Available data:
• • • • • • •
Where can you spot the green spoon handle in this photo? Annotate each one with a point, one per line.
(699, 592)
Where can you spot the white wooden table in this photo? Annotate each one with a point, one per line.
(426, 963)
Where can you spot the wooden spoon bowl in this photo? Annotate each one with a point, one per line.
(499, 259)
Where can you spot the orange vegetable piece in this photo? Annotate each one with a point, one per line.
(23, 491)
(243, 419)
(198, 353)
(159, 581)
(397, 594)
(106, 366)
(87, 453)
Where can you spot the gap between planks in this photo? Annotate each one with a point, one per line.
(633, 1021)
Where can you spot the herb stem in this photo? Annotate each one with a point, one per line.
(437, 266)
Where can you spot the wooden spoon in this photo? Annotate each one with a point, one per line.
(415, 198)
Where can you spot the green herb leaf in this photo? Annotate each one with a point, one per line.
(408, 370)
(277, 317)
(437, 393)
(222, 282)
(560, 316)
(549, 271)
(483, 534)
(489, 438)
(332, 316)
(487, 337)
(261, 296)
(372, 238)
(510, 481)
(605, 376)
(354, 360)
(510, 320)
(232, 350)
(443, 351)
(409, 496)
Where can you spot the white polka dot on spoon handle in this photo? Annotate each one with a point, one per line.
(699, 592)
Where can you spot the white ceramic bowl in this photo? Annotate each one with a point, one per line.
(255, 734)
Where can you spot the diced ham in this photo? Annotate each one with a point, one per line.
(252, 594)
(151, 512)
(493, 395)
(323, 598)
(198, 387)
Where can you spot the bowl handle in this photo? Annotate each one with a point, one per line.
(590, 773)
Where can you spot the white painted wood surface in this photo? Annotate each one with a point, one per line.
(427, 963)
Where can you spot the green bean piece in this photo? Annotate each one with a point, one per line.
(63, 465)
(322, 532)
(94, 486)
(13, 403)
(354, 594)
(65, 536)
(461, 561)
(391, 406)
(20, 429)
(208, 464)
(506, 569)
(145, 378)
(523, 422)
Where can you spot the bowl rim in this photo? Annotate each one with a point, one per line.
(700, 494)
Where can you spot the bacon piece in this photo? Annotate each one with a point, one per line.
• • • • • • •
What to produce: Everything from the line containing "Where can you spot the wooden spoon in" to the last line of the material above must be copied exactly, and only that.

Your response:
Where can you spot the wooden spoon in this photo? Annotate each one with a point, one per line.
(415, 198)
Where can you spot the green herb leaf in this photo? Annotate each one with a point, one per line.
(408, 370)
(277, 317)
(437, 393)
(222, 282)
(560, 316)
(549, 271)
(483, 534)
(489, 438)
(332, 316)
(487, 337)
(261, 296)
(372, 238)
(510, 481)
(605, 376)
(354, 360)
(510, 320)
(232, 350)
(443, 351)
(409, 496)
Where can you spot the white polka dot on spoon handle in this photo? Annotate each one with a point, one per line.
(699, 592)
Where can you spot the white ceramic bowl in this photo? Annotate each one with a point, one per line.
(255, 734)
Where can you spot the diced ham in this photo? Annotate each one with a point, one per line.
(252, 594)
(151, 512)
(493, 395)
(323, 598)
(198, 387)
Where can you spot the bowl handle in this photo? Annotate each one with a point, one per line.
(590, 773)
Where can you spot the white painted wood surface in this photo? Annotate each one with a point, one per line.
(427, 963)
Where can you spot the green bean piece in this photo? Annotate each one with a point, one per line.
(63, 465)
(322, 532)
(94, 486)
(13, 403)
(354, 594)
(65, 536)
(461, 561)
(391, 406)
(20, 429)
(208, 464)
(506, 569)
(145, 378)
(523, 422)
Where can you spot the bowl rim in this photo? Annotate each one with a point, one per line.
(700, 494)
Where can you spot the bacon piece in this photo? Annotate each one with a point, one per line.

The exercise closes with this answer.